To do:
Render every line of the records below as a numbered list, skipping blank lines and omitting the pictures.
--- --- ---
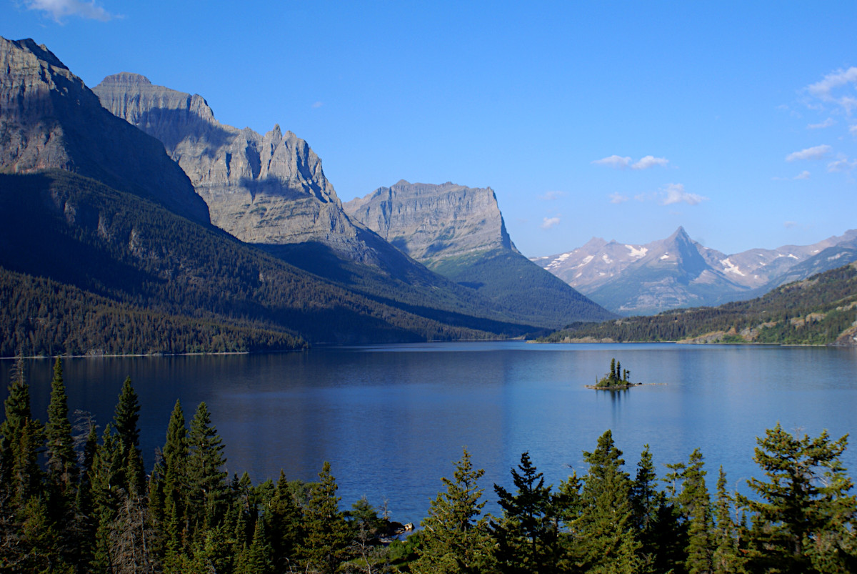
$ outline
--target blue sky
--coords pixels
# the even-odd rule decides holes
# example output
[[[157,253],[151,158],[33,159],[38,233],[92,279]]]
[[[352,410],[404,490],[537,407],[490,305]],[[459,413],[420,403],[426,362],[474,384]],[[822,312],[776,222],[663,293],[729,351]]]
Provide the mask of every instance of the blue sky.
[[[857,227],[853,2],[0,2],[0,35],[89,86],[136,72],[291,130],[343,201],[490,186],[528,256]]]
--- --- ---
Task output:
1. $ outline
2. --target blue sky
3. --coords pixels
4. # the even-odd rule decides holes
5. # example output
6. [[[157,253],[151,158],[33,159],[38,233],[92,279]]]
7. [[[352,410],[404,490],[537,407],[490,305]],[[459,413],[420,403],[426,362],[474,384]],[[822,312],[776,222],[663,293],[729,351]]]
8. Provide the mask of every instance of the blue sky.
9. [[[857,227],[853,2],[0,2],[0,35],[89,86],[136,72],[291,130],[343,201],[490,186],[528,256]]]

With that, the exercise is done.